### Task prompt
Reproduce every one of the records below word for word, leaving the pictures out of your answer.

### Records to process

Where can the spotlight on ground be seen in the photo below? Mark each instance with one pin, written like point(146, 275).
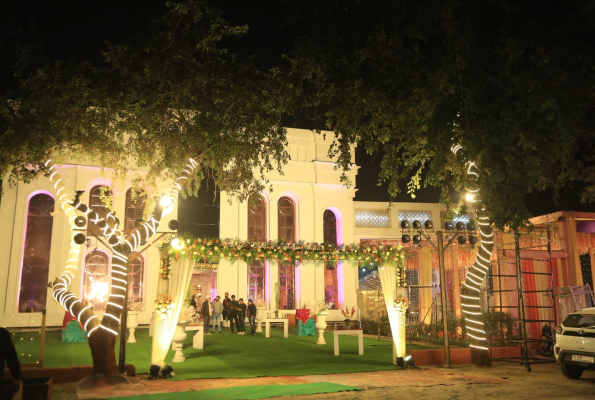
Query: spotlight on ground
point(79, 238)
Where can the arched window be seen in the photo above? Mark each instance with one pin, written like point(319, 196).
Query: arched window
point(36, 253)
point(257, 232)
point(331, 284)
point(286, 218)
point(134, 209)
point(98, 206)
point(286, 229)
point(257, 219)
point(135, 277)
point(95, 287)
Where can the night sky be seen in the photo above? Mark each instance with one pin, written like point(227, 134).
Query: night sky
point(80, 29)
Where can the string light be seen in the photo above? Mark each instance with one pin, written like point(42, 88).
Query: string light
point(482, 261)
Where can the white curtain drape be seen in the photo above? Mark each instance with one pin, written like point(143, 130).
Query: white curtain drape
point(388, 278)
point(165, 324)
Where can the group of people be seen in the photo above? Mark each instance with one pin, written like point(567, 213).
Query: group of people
point(226, 312)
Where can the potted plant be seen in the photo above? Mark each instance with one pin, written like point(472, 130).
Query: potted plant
point(348, 315)
point(319, 309)
point(134, 308)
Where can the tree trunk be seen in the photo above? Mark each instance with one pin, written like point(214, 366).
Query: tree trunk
point(103, 344)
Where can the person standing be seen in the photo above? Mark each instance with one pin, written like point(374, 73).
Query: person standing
point(217, 310)
point(242, 317)
point(206, 312)
point(252, 316)
point(225, 313)
point(233, 313)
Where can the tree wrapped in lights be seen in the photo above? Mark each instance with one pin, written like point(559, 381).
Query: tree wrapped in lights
point(102, 334)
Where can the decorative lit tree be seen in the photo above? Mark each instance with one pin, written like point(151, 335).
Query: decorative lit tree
point(173, 94)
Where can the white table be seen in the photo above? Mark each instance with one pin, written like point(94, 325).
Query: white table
point(198, 339)
point(351, 332)
point(267, 324)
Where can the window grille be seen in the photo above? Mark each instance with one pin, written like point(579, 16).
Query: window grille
point(421, 216)
point(372, 219)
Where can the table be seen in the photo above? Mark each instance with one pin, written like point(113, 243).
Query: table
point(198, 339)
point(351, 332)
point(267, 324)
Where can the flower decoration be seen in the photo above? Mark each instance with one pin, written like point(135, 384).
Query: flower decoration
point(165, 268)
point(401, 305)
point(164, 304)
point(348, 314)
point(205, 251)
point(318, 306)
point(136, 306)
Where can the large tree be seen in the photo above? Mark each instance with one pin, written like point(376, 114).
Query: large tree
point(507, 85)
point(171, 92)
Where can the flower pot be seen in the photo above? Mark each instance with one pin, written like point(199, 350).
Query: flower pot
point(131, 325)
point(321, 326)
point(178, 341)
point(261, 314)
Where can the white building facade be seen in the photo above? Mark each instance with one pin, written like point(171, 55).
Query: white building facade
point(307, 203)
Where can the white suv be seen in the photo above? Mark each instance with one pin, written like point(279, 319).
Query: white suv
point(575, 343)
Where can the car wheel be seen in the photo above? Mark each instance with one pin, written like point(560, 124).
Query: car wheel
point(571, 371)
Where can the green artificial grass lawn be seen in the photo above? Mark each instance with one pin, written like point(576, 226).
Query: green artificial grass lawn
point(228, 355)
point(248, 392)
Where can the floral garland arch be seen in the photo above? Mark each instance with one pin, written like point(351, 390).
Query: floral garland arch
point(210, 250)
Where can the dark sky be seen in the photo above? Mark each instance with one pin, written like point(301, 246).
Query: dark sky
point(81, 28)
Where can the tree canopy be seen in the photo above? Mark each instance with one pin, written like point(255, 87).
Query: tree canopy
point(170, 93)
point(512, 82)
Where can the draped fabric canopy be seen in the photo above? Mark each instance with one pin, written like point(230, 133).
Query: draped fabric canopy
point(165, 324)
point(388, 279)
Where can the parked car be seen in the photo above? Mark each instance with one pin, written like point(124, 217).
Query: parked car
point(575, 343)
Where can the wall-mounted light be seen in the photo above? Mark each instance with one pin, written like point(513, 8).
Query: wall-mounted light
point(79, 238)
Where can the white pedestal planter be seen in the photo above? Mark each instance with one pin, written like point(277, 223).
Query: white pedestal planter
point(177, 343)
point(321, 326)
point(261, 314)
point(131, 325)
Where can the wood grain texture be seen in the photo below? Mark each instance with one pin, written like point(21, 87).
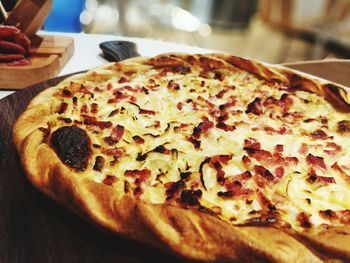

### Solution for this exercise
Where can the spotlight on ground be seen in the photo below? Mark each instance with one pin, written like point(146, 275).
Query: spotlight on ground
point(79, 238)
Where can the arched window be seen in the photo above? Mark each instance with one pin, written like point(319, 196).
Query: arched window
point(36, 253)
point(257, 232)
point(331, 284)
point(286, 218)
point(134, 209)
point(98, 206)
point(286, 229)
point(257, 219)
point(135, 277)
point(95, 287)
Where can the night sky be seen in the photo above? Mark each instance with one pin, written like point(227, 134).
Query: night sky
point(80, 29)
Where can the string light be seen in the photo above? Mark each instance with one pin, written like point(42, 88).
Query: string light
point(482, 261)
Where can the white curtain drape be seen in the photo above? Mark each instance with one pin, written like point(143, 130).
Query: white curtain drape
point(388, 278)
point(165, 324)
Where can the group of people be seen in the photo above? Mark each instance with one pin, written like point(567, 213).
Query: group of people
point(226, 312)
Where can the potted plant be seen in the photo above? Mark each instance with one pin, written like point(472, 130).
Query: potted plant
point(348, 315)
point(319, 309)
point(134, 308)
Where can the tree trunk be seen in the photo above? Mark each instance with one pin, written like point(214, 366).
Query: tree trunk
point(103, 344)
Where can the person standing be seen in the photo above? Mark each instance with one pin, written like point(374, 73).
Query: person standing
point(217, 310)
point(242, 317)
point(206, 312)
point(252, 316)
point(225, 313)
point(233, 313)
Where can the tree wrapped in lights be seen in the photo above? Mark each instance with one pin, written like point(559, 381).
Query: tree wrapped in lights
point(102, 334)
Where can the decorative lit tree be seen in the photo above? Mark each instance with one pin, written like point(151, 335).
Query: decorative lit tree
point(173, 94)
Where can the white table be seen in the photo above? Mark each instance with one pin, written like point(94, 325).
Query: white table
point(198, 339)
point(351, 332)
point(267, 324)
Where can the window grille be seen in the photo above? Mark each instance with one pin, written like point(579, 16).
Query: window grille
point(421, 216)
point(372, 219)
Where can the table be seen in the photo above? Mark each instance with one pin, written like point(113, 243).
Query: table
point(198, 339)
point(351, 332)
point(267, 324)
Where can the flower decoration be seen in the photo above? Mark each instance with one pin, written like point(135, 384).
Query: flower decoration
point(165, 268)
point(401, 305)
point(164, 304)
point(348, 314)
point(205, 251)
point(318, 306)
point(136, 306)
Where can the large tree be seen in the photo above? Mark each instance with one pin, written like point(376, 114).
Query: large tree
point(507, 85)
point(171, 92)
Where can the flower pot be seen in the photo above? Mark each instance with one pin, written like point(199, 350).
Query: flower pot
point(131, 325)
point(321, 326)
point(178, 341)
point(261, 314)
Where can the white building facade be seen in the photo above? Mark each instance with one pin, written like point(171, 55).
Query: white building facade
point(307, 203)
Where can the white suv be seen in the photo above? Mark each instance with one pin, written like point(279, 319).
Query: white suv
point(575, 343)
Where can the car wheel be seen in the photo above? Mark each instance with one pin, written like point(560, 124).
Query: car wheel
point(571, 371)
Where can the green artificial grass lawn be seen in the photo above? Mark each instance with one pin, written like point(576, 226).
Query: green artificial grass lawn
point(228, 355)
point(248, 392)
Where can the floral garland arch be seen in the photo above? Mark each instance with one pin, written like point(351, 390).
Query: floral garland arch
point(210, 250)
Where can the dark sky be seen in the photo above? Mark each instance with one pin, written like point(301, 246).
Query: dark sky
point(81, 28)
Where can the tree canopy be seen in the photo above? Mark each instance with one pin, written like point(255, 87).
Query: tree canopy
point(170, 93)
point(512, 82)
Where can the draped fabric canopy be seen in the photo above? Mark each instance with one pin, written like point(230, 133).
Query: draped fabric canopy
point(165, 324)
point(388, 279)
Where can the parked car be seen in the photo above? Mark each instance with one pin, written like point(124, 217).
Query: parked car
point(575, 343)
Where can the wall-mounted light be seen in the photo above? Mark each instance with one pin, written like point(513, 8).
Query: wall-mounted light
point(79, 238)
Where can the white pedestal planter be seen in the photo above? Mark each instance with one pin, written like point(277, 223).
Query: white pedestal planter
point(177, 343)
point(321, 326)
point(261, 314)
point(131, 325)
Where can the wood grain texture be seen in the photo below? Mark each instance with one pin, written like point(21, 87).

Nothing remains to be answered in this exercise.